Region segmentation data
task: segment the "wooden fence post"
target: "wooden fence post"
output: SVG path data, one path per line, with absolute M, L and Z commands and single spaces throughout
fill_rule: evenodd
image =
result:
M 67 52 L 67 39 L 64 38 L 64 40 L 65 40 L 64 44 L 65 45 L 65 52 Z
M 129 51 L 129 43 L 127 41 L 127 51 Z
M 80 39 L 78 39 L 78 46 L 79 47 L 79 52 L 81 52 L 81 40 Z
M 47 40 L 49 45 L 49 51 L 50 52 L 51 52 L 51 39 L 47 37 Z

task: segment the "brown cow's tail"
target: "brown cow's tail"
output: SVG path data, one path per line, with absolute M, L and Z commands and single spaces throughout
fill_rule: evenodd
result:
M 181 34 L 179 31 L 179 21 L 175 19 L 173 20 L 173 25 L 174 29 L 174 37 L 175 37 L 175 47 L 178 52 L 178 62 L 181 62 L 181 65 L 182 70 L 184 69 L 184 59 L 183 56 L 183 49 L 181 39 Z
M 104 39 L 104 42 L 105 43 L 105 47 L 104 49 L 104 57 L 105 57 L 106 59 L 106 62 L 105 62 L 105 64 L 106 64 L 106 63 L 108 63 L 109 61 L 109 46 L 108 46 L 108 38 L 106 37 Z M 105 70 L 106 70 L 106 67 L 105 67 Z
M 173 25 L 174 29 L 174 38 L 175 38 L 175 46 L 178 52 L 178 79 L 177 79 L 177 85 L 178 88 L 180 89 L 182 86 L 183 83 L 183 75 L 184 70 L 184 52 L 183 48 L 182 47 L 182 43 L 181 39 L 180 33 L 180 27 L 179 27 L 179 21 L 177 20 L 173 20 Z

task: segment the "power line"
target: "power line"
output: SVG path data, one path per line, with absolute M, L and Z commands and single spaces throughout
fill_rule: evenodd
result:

SHORT EXERCISE >>
Return all of the data above line for line, with no changes.

FINAL ANSWER >>
task: segment the "wooden fence post"
target: "wooden fence post"
output: SVG path data, one path per line, with absolute M, L and Z commands and single spaces throughout
fill_rule: evenodd
image =
result:
M 67 52 L 67 39 L 64 38 L 64 40 L 65 40 L 64 44 L 65 45 L 65 52 Z
M 129 51 L 129 43 L 127 41 L 127 51 Z
M 80 39 L 78 39 L 78 46 L 79 47 L 79 52 L 81 52 L 81 40 Z
M 47 40 L 49 45 L 49 51 L 50 52 L 51 52 L 51 39 L 47 37 Z

task: segment the "brown cow's tail"
target: "brown cow's tail"
output: SVG path data, one path per line, with absolute M, L and Z commands and single spaces throughout
fill_rule: evenodd
result:
M 181 34 L 179 31 L 179 21 L 175 19 L 173 20 L 173 25 L 174 29 L 174 37 L 175 37 L 175 47 L 178 52 L 178 62 L 181 62 L 181 65 L 182 70 L 184 69 L 184 59 L 183 56 L 183 49 L 181 39 Z
M 104 39 L 104 42 L 105 43 L 105 47 L 104 49 L 104 57 L 105 57 L 106 59 L 106 62 L 105 62 L 105 64 L 106 64 L 106 63 L 108 63 L 109 61 L 109 46 L 108 46 L 108 38 L 106 37 Z M 105 70 L 106 70 L 106 67 L 105 67 Z
M 173 25 L 174 29 L 174 38 L 175 38 L 175 46 L 178 52 L 178 79 L 177 79 L 177 85 L 178 88 L 180 89 L 182 86 L 183 83 L 183 75 L 184 70 L 184 52 L 183 48 L 182 47 L 182 43 L 181 39 L 180 33 L 180 27 L 179 27 L 179 21 L 177 20 L 173 20 Z

task: segment the "power line"
target: "power line"
output: SVG path data, one path per line, with absolute M, L and Z commands and single spaces throughout
fill_rule: evenodd
result:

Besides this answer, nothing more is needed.